■ SET EXERCISE ■
Beginning at the line that contains "Task: place one pin on each instance of the concrete pavement", reproduce every line to the end of the material without changing any of them.
━━ SUPPLIED DATA ━━
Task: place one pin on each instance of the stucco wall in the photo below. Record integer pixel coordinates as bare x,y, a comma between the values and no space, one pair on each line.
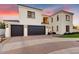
62,23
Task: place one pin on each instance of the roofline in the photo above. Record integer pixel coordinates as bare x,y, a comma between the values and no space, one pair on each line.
63,11
29,6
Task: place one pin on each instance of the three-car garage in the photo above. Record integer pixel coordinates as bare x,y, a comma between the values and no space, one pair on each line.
18,30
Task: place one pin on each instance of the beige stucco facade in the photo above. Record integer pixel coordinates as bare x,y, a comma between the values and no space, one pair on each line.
61,23
24,20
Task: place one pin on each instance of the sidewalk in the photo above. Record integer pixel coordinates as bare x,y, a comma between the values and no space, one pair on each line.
25,42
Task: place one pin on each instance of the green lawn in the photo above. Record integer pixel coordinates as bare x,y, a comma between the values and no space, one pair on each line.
71,36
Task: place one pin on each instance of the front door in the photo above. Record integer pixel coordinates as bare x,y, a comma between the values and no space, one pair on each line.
67,28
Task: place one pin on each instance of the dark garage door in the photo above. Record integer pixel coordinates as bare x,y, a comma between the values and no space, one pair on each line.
17,30
36,30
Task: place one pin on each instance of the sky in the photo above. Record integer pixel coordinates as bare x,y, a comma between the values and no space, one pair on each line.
10,11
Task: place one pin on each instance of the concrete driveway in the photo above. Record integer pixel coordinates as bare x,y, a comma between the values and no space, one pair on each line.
37,44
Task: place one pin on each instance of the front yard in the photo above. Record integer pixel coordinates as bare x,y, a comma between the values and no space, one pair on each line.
71,36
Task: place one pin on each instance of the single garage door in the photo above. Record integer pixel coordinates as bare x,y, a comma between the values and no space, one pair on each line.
17,30
36,30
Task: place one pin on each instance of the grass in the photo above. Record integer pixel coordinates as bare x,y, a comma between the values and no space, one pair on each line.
71,36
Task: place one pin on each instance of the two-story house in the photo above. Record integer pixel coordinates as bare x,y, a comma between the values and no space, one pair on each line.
33,22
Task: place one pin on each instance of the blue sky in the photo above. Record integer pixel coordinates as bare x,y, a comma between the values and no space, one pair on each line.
71,7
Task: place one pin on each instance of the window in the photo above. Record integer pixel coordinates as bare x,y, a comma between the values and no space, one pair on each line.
45,20
51,19
57,28
52,28
57,17
67,17
30,14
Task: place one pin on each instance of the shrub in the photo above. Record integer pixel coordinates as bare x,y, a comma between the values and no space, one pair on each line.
2,25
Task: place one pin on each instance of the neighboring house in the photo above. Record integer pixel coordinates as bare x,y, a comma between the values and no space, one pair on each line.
33,22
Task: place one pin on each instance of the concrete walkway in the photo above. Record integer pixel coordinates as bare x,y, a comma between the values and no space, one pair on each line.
73,50
20,42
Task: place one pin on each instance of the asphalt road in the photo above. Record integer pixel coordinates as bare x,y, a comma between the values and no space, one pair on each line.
44,48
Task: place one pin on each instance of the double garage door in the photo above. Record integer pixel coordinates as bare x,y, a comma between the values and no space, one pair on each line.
18,30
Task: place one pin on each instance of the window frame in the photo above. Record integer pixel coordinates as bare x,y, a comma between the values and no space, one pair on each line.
67,17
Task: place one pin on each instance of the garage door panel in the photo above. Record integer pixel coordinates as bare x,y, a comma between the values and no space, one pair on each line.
36,30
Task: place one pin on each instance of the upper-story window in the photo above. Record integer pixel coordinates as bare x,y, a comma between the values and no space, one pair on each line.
30,14
57,17
67,17
45,20
51,19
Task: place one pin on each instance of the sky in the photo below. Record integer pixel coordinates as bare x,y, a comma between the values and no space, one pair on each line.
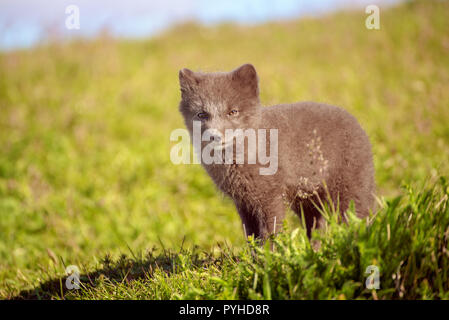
24,23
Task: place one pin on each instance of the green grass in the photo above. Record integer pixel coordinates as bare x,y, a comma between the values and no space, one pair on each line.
86,179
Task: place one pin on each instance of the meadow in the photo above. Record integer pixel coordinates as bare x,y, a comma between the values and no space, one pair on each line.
86,177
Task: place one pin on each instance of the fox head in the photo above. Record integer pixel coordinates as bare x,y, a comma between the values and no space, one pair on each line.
220,101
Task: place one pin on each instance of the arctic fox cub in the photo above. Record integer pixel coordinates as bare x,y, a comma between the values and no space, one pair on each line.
317,150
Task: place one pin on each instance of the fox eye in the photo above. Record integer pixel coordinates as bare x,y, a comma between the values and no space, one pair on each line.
233,112
202,115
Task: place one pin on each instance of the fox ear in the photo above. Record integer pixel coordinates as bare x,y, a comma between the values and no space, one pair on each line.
246,79
187,79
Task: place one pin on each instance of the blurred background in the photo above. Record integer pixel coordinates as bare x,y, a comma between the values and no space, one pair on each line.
86,114
24,23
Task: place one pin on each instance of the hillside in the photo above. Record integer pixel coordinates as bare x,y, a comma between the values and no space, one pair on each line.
86,178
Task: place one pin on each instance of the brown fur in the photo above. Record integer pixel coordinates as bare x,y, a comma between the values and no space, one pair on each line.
319,145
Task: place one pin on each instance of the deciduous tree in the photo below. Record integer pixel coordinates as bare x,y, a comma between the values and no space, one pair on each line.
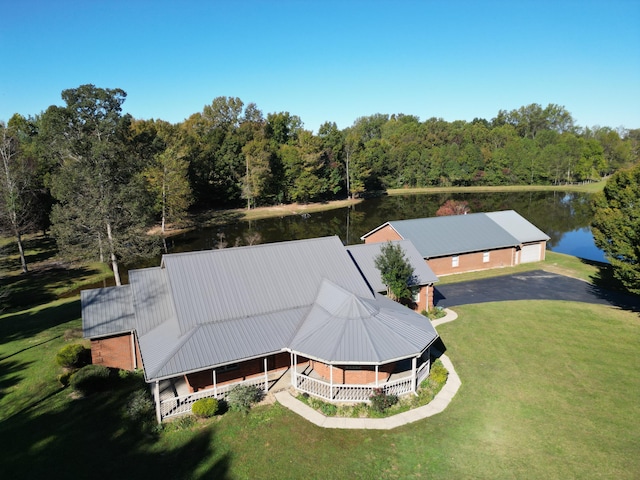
395,270
616,225
102,208
17,196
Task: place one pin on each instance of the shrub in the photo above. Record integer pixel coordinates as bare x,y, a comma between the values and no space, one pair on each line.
90,379
438,373
242,397
380,401
205,407
74,355
64,378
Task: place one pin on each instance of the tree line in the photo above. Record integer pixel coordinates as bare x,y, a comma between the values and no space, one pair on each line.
98,178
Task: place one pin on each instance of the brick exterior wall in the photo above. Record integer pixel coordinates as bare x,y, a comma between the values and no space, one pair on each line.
471,262
353,377
245,370
425,302
385,234
116,352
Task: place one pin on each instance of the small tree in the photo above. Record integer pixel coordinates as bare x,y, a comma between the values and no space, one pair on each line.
396,271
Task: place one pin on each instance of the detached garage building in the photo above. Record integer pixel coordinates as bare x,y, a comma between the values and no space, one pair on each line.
466,243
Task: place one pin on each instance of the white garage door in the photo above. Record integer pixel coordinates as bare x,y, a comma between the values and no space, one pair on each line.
530,253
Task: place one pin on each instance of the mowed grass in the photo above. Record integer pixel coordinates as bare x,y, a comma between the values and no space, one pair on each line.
549,390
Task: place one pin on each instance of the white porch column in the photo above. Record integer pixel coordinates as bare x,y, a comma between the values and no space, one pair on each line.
266,376
157,399
414,362
331,382
294,364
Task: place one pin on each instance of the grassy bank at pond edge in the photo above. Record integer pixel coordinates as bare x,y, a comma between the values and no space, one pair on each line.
548,391
221,217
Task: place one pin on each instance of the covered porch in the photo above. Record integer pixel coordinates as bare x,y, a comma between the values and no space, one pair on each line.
399,378
175,396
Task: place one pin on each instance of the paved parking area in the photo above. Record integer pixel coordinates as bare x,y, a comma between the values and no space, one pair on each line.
535,285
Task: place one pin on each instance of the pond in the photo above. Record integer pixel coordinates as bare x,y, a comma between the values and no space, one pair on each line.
564,216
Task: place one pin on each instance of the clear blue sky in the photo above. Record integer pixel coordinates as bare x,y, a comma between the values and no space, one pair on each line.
328,60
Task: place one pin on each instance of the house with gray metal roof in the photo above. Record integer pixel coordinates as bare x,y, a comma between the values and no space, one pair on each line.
364,255
464,243
203,322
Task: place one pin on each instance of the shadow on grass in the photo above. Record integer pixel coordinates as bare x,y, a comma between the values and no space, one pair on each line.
38,249
606,287
27,324
41,284
10,373
89,437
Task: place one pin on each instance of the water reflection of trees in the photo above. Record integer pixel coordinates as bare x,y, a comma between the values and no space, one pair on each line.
555,213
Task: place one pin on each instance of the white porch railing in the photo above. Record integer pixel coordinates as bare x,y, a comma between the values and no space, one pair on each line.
351,393
181,404
423,372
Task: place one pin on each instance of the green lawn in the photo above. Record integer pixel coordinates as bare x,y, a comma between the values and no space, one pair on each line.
549,390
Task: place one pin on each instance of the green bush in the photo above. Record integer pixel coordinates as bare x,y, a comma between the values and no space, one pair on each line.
64,378
205,407
380,401
90,379
74,355
242,397
438,373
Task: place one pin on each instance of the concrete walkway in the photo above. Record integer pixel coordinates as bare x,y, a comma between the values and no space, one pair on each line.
437,405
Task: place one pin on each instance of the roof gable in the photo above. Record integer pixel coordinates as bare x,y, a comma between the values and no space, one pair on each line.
455,234
518,226
344,328
217,285
217,307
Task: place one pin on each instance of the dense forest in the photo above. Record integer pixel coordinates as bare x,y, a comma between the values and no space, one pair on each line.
98,177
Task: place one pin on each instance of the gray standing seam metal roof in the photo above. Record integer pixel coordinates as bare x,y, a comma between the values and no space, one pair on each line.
364,256
457,234
110,311
216,307
518,226
347,329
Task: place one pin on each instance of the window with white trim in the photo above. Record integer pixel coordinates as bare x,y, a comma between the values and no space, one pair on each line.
415,294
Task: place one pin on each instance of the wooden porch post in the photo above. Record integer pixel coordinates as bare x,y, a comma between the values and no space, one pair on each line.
266,376
157,399
414,361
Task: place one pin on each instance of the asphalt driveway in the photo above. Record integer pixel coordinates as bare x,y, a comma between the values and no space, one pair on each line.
535,285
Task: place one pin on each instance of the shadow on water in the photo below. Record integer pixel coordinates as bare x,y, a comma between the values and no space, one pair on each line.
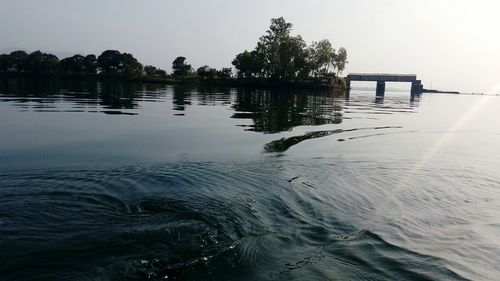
284,144
274,111
190,221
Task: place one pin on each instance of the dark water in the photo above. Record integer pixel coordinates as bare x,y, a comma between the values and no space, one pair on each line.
120,181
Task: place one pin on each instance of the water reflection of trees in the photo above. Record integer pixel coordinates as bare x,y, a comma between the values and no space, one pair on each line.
280,110
88,94
269,111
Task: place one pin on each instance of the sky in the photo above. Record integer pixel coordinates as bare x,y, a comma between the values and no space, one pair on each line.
449,44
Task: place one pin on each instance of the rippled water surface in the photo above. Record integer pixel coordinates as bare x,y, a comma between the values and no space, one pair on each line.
122,181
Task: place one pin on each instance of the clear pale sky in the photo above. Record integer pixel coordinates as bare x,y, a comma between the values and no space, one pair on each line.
451,44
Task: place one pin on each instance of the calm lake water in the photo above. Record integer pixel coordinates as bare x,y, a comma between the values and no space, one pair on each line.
122,181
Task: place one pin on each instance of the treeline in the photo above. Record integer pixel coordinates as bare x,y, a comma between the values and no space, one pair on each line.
278,57
283,57
109,64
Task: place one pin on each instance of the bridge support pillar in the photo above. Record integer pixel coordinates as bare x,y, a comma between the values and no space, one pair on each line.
380,88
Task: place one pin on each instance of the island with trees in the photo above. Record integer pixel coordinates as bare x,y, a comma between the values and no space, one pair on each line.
278,59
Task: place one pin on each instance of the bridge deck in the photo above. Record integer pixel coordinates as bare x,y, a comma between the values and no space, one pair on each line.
382,77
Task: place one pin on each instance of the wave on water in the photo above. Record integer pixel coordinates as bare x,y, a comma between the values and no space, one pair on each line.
194,221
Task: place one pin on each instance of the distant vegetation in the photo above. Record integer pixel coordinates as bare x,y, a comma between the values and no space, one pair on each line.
283,57
278,57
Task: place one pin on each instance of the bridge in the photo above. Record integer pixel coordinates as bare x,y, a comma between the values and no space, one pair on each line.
382,78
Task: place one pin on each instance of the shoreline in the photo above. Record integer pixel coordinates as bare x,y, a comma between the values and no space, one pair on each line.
232,82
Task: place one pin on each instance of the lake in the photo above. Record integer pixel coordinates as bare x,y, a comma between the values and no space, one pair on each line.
124,181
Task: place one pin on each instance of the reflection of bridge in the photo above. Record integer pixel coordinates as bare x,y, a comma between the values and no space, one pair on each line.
381,78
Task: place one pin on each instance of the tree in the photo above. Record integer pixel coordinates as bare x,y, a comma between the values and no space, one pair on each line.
225,73
206,72
180,67
152,71
73,65
5,63
114,63
109,61
321,57
18,60
341,60
270,47
130,66
249,65
90,64
41,63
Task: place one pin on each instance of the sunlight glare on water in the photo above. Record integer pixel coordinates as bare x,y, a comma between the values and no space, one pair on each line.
145,181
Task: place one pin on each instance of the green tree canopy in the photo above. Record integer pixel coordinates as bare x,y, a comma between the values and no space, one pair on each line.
206,72
180,67
281,56
114,63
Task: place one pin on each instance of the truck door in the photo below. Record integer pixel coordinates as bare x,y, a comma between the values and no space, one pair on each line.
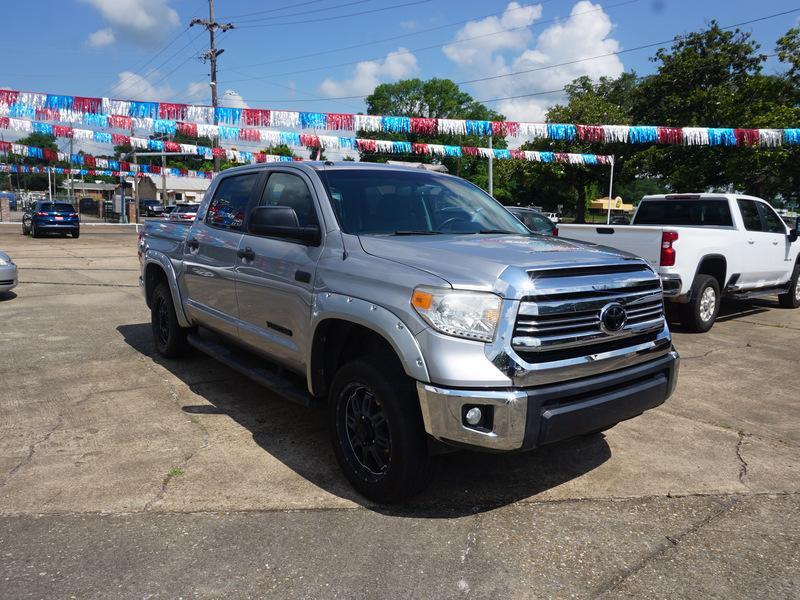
275,276
210,254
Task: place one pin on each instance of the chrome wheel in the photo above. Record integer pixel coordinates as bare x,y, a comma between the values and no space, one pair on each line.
708,304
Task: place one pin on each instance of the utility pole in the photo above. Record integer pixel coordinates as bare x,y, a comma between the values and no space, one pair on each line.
211,56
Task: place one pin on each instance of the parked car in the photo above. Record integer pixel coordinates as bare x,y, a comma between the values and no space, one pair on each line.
185,211
44,216
534,220
413,306
8,273
706,247
150,208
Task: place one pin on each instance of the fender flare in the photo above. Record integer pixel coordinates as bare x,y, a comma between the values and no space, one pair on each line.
165,264
327,305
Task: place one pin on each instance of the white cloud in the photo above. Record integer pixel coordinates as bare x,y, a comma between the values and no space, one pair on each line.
136,87
232,99
137,22
585,33
369,73
100,38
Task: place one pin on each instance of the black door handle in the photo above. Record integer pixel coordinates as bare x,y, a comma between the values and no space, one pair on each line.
246,253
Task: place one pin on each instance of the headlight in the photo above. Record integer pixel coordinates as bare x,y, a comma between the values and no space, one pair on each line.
470,315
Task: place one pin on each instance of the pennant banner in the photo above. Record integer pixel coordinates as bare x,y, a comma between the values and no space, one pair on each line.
169,117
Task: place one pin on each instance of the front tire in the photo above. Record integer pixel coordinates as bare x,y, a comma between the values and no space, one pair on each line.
169,337
700,313
791,299
377,431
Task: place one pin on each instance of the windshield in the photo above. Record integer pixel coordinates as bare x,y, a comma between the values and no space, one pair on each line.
396,202
684,212
56,207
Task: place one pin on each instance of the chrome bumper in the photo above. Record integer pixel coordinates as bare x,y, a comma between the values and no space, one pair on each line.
523,419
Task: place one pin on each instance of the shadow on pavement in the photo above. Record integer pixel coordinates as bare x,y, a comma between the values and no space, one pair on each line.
464,482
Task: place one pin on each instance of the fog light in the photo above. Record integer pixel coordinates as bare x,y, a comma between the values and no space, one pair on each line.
474,415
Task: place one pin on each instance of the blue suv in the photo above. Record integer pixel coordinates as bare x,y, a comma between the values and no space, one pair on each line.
45,216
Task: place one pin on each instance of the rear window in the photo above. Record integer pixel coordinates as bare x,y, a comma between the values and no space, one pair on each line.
714,213
56,207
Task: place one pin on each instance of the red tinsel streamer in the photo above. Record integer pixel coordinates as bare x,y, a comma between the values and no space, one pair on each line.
87,105
120,122
590,133
170,110
8,96
420,148
189,129
255,116
309,141
62,131
339,121
423,125
504,128
249,135
746,137
670,135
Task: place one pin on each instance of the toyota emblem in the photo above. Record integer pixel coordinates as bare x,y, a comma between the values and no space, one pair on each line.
613,317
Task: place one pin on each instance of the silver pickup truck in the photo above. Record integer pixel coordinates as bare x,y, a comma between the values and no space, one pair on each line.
412,306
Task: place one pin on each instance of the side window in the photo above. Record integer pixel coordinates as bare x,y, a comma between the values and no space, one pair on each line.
750,216
773,221
228,206
285,189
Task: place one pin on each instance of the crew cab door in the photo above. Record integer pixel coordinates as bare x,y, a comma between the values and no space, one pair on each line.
210,257
275,276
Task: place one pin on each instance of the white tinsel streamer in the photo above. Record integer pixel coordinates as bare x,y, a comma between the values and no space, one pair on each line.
532,130
453,126
20,125
770,137
616,133
200,114
284,118
271,138
366,123
695,136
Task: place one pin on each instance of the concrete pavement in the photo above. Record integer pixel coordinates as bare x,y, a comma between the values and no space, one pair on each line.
122,474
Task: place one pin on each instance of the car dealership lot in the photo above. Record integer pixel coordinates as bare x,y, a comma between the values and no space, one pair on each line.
124,474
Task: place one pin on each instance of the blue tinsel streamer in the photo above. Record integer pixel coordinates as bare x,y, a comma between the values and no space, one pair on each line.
719,136
643,134
561,131
396,124
143,110
313,120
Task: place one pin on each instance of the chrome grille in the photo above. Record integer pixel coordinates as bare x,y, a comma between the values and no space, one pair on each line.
563,317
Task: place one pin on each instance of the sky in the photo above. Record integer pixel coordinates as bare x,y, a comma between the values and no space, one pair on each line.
327,55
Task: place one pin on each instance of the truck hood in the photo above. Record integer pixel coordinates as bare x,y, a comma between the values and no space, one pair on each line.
476,261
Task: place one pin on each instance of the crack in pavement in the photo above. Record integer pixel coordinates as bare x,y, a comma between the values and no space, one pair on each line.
670,543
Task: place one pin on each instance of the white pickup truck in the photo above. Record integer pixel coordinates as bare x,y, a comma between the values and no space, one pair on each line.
706,246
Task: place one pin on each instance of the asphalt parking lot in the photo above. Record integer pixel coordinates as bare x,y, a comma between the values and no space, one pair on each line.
126,475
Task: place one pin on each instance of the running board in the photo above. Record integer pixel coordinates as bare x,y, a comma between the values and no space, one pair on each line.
249,365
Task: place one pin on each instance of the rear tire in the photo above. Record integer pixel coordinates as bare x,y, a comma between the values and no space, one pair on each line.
700,313
169,337
791,299
377,430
━━━
■ CORRECT ANSWER ■
Task: place one pin on each instance of the concrete pavement in the photo above. Record integer pixel coordinates as bare x,y, a comma between the values and no space, one pair on each line.
122,474
Task: place one pin on each instance of the car dealership lot in the photo above. Record integer pixel coordinates as bare x,y, a comma between the values and no space, one pair on each line.
124,474
Task: place one pin on each instance of the blue tinsel streamer in the photo above. Record integer pixel coordinates as bare x,y, a comma between the values and no space, one pair on each line.
719,136
643,134
561,131
396,124
143,110
313,120
Task: place one pin on each instance of the chrome grille in the photo above. Record integer pixel coordinates as bare x,y, a comma between the values and no space, one pair on each line.
563,317
Task: place one pin on each instance of the sky in the photo above. Record integer pixel coordinates as bare x,y, a comma between the values and no space, one pair on each line.
327,55
Task: place one pin on each instance of the truck hood in the photo above. Record integer pixel coordinates as bare x,y, a comma between the values and no space, one pair on each line.
476,261
Task: place one pin on each instance of the crack in pavement in the photo above. Record integer pixel coordinates as bare x,y, a comma between the values and no space, one pair on each line.
670,543
Task: place one pin on each instance of the white pickup truck in the photo above. Record integer pixel coordinates as bare x,y, a comma between the values and no space, one pair on each line.
706,246
Task: place one pin on each instance of the asphalt parking lot in the photo above. Record integer pixel coordinates as bare x,y, a comma between the values and no space, one pair on each line.
126,475
Task: place one pin on each instance of the running board in the photo above. Record integer pixel coordinates as bare x,y, a comma between the values and no space, one pair on each line.
249,365
Task: place one pin on each instance of the rear tire in the photo above. Record integer pixel coordinates as bare x,y, a comma between the values and no space, one pair on each line.
700,313
169,337
791,299
377,430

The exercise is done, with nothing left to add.